* Exercise aim
Beginning at the line with "of the leaning", output each line to the end of the listing below exactly, please.

[Dataset items]
- - -
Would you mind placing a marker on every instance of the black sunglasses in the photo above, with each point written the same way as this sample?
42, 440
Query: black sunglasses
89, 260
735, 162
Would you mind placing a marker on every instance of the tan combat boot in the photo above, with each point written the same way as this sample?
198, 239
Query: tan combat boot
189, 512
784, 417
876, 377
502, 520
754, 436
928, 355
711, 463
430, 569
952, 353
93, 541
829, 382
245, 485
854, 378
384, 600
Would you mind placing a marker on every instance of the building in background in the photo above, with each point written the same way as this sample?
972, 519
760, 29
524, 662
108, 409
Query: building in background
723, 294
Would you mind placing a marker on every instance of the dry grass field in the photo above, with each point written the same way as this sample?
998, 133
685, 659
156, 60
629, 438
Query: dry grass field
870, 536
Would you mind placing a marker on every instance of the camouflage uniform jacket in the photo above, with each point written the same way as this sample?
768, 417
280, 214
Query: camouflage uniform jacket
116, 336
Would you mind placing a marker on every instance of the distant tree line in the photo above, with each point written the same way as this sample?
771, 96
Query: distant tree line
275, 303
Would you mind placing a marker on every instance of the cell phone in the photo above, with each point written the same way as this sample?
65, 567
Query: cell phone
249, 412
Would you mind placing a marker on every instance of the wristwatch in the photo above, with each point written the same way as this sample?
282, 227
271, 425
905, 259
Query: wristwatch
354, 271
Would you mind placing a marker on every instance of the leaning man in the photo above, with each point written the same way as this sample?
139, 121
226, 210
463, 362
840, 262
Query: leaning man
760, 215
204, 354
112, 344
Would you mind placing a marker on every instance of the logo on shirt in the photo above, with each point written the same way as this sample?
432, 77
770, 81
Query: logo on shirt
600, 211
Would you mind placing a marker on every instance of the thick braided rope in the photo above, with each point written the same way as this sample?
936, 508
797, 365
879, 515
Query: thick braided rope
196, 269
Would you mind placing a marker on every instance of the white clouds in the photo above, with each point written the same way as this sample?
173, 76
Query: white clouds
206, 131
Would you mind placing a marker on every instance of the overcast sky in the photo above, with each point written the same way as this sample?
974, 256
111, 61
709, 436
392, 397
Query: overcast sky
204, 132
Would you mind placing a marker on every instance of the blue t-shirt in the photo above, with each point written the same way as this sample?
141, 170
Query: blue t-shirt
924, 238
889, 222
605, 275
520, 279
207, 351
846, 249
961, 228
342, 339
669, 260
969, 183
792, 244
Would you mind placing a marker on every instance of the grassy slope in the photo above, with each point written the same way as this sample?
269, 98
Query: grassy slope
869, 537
- - -
* Answer to the task
Would you mind placing a marker on every instance of the leaning man in the photo above, with each point written the same way as this sample?
139, 121
226, 210
463, 362
840, 262
Query: leaning man
760, 215
204, 354
112, 344
Would you mind placing a marker on every instance of the logo on shirt in the photo above, with each point written the same way as this sample?
432, 77
770, 81
Query: logo on shirt
600, 211
Would you mind placing a marker on every instance of the thick braided rope in the photo above, with each point written the same way as this sample?
936, 508
797, 365
879, 515
Query: thick braided rope
196, 269
Would you mind placing a marker on every instance of the white clouds in the photo above, with each point written the same way as this sample?
173, 76
Query: white clouds
206, 131
Would you mind placing a marker on every instance of the overcast sky in the photo above, with each point written the same way as this sample?
974, 256
111, 61
709, 436
392, 397
Query: overcast sky
204, 132
Would you mind placing a marker on every instance of the blue t-shirt in the photo above, with each point written the same way as this sample?
141, 170
Query: blue t-shirt
924, 238
889, 222
605, 275
520, 279
207, 351
846, 249
961, 228
342, 339
669, 260
969, 183
792, 244
Would you mind placing a marker on every instance of the grassy slope in the photo above, with each point written the same way as this sample?
269, 98
Query: grassy slope
869, 537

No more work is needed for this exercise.